▶ _Task prompt_
According to the FAQ text, how are columns determined when the converter detects a table?

▶ _Document text_
===

Frequently Asked Questions
Are my PDF files uploaded to a server?+
No. All table detection and extraction happens inside your browser using PDF.js. Your files never leave your device.
How does table detection work?+
The converter analyzes the position (x, y coordinates) of every text element on each page. Text items with similar y-coordinates are grouped into rows; columns are inferred from their x-positions. Well-formatted tables with consistent alignment extract very accurately.
What if my table has merged cells or complex formatting?+
Merged cells and heavily styled tables may not extract perfectly. The converter handles standard tabular layouts well. For complex tables, try downloading as CSV and then cleaning the data in Excel.
Can I extract tables from scanned PDFs?+
Scanned PDFs contain images, not text. Use the PDF OCR tool first to generate a text layer, then run the PDF to Excel conversion on the resulting searchable PDF.
What is the difference between .xlsx and .csv output?+
.xlsx is a full Excel workbook with formatting support — open directly in Excel, Google Sheets, or LibreOffice Calc. .csv is plain text with comma-separated values — universally compatible with any spreadsheet tool, but supports only text values without formatting.
The data does not look right. What can I do?+
PDF table extraction is heuristic. If the result is poor, try downloading as CSV and cleaning the data in Excel. You can also manually copy the preview text and paste it into a spreadsheet, using the delimiter to align columns.
How PDF Table Extraction Works
PDF files do not store tables as structured data. Instead, every cell is stored as a positioned text item with an x/y coordinate on the page. Extracting a table means inferring structure from position: text items at similar y-coordinates are grouped into rows; items within those rows are clustered into columns by their x-positions. The result is approximate — it works well for evenly spaced, clearly defined tables and poorly for irregular layouts.

===

Records from a data collection:
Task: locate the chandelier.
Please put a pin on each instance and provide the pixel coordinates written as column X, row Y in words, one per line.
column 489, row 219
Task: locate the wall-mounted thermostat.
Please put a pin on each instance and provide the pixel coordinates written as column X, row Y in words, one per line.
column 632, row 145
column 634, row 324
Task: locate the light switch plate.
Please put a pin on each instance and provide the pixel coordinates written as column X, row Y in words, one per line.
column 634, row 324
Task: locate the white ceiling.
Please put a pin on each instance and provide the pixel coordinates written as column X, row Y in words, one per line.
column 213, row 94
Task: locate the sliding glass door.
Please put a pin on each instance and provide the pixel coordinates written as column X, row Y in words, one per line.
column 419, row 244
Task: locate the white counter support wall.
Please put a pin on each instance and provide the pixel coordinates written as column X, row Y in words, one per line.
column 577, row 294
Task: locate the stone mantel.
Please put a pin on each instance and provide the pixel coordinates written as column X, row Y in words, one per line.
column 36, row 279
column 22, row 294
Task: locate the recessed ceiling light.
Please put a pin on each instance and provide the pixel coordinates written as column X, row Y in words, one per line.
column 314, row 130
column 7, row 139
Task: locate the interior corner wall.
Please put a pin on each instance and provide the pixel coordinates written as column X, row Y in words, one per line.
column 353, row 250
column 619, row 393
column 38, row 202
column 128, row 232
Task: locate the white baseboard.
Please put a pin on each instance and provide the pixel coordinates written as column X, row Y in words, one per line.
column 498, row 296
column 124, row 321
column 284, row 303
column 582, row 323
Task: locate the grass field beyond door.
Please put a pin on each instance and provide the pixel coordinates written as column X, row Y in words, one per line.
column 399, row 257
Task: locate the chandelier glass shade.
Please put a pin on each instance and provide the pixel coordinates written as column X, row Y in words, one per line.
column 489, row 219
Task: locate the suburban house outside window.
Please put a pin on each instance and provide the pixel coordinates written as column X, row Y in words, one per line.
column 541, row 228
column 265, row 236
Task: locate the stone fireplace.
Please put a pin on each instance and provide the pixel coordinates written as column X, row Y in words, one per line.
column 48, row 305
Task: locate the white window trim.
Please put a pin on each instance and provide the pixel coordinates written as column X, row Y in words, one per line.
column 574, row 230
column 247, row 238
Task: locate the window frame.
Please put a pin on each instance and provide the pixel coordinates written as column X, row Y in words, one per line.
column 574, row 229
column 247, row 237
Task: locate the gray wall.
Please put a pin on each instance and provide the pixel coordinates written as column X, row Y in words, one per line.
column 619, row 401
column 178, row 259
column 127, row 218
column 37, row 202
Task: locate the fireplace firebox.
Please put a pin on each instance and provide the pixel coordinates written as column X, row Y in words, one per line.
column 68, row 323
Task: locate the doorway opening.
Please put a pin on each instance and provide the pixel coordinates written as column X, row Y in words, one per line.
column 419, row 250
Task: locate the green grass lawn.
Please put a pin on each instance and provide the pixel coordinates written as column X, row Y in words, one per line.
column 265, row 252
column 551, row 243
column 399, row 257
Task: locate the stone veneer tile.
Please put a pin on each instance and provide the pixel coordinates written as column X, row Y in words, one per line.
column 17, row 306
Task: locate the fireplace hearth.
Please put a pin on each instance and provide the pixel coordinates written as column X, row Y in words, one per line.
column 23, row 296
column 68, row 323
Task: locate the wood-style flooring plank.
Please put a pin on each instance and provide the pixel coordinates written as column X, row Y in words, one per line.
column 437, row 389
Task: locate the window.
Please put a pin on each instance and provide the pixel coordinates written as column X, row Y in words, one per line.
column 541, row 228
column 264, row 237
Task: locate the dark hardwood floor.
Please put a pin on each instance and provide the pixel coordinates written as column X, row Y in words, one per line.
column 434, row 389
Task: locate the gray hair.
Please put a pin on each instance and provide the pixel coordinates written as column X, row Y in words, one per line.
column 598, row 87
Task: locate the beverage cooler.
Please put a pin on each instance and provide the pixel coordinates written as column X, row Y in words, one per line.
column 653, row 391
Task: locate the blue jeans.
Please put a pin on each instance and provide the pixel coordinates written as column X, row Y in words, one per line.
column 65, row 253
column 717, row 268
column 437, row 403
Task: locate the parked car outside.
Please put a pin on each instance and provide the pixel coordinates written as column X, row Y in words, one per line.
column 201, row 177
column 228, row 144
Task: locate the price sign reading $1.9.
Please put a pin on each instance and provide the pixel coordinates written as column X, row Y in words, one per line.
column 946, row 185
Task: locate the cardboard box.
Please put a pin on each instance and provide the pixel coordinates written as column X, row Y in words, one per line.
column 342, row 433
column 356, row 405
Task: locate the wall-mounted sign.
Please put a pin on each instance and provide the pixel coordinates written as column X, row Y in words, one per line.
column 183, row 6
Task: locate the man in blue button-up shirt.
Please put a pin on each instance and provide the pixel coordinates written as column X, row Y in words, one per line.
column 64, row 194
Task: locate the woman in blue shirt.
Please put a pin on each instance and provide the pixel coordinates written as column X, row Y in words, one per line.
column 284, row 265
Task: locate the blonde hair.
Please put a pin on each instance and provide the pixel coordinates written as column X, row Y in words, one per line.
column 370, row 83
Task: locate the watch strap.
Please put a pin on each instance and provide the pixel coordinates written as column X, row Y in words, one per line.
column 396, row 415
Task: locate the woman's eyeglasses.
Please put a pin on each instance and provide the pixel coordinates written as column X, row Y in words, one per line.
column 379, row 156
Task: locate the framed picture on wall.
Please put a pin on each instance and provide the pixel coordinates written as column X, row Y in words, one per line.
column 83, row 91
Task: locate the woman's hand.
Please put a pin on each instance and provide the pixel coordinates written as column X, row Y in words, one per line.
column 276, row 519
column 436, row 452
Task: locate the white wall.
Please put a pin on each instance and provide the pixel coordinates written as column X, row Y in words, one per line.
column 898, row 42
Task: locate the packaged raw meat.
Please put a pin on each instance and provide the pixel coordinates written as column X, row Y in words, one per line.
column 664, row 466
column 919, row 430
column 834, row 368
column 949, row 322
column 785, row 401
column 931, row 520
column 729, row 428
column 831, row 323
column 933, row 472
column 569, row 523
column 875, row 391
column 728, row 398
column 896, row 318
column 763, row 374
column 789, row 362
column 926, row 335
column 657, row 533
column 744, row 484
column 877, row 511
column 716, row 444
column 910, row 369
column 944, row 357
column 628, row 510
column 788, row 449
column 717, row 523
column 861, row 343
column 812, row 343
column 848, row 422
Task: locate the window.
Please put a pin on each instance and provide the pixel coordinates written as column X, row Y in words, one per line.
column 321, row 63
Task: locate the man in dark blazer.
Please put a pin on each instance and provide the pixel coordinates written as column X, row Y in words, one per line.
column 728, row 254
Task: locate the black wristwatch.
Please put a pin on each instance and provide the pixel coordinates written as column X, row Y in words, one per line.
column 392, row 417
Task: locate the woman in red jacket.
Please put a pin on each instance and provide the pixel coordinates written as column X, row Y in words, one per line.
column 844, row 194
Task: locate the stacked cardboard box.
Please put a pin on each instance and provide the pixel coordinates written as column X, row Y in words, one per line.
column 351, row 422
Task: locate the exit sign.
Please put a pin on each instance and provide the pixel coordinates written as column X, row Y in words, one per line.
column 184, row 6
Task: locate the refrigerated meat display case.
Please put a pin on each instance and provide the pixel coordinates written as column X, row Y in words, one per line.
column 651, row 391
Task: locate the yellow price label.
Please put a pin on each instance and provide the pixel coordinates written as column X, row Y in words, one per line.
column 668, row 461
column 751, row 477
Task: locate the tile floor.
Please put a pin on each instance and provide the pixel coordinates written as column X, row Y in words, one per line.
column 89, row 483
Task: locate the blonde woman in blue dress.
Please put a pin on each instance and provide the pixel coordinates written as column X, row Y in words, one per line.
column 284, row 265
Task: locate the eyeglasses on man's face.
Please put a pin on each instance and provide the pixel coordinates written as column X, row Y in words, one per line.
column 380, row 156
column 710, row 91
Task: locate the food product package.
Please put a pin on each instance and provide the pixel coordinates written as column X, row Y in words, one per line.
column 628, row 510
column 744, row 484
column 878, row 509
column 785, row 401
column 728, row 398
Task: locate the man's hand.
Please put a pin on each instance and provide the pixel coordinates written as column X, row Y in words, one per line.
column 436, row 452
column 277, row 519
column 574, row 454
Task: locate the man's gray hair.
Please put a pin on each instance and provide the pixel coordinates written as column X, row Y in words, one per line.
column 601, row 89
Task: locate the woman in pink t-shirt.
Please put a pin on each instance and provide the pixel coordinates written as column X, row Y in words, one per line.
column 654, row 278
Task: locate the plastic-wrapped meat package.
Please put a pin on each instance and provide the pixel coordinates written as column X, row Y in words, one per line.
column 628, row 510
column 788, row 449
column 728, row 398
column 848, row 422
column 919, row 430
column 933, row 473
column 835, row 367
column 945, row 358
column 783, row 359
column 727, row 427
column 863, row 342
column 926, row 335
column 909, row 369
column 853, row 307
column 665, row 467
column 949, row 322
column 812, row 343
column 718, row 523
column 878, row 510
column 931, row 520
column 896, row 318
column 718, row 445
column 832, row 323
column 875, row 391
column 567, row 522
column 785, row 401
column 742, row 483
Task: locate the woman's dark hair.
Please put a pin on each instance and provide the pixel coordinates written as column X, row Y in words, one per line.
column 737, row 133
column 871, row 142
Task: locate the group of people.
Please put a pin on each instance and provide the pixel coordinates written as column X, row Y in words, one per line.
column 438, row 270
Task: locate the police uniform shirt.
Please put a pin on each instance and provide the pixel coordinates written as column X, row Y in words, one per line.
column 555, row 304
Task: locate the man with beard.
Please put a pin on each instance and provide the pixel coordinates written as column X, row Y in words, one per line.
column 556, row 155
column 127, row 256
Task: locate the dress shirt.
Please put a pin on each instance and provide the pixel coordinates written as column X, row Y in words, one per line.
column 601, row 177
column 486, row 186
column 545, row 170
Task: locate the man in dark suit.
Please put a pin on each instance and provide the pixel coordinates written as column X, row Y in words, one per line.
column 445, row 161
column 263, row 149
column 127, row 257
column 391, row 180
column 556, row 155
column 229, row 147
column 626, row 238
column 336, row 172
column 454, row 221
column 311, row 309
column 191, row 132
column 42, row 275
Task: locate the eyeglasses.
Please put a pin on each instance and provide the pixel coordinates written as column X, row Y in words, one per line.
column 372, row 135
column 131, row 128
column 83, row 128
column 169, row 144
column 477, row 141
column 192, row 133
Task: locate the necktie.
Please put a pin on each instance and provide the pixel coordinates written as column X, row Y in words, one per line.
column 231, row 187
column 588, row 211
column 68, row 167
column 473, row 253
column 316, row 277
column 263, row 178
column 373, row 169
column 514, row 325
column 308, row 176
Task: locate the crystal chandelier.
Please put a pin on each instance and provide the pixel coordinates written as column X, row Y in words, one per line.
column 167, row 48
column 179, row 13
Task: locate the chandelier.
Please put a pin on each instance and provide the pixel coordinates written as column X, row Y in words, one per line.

===

▶ _Task answer_
Columns are inferred from the x-positions of the text items.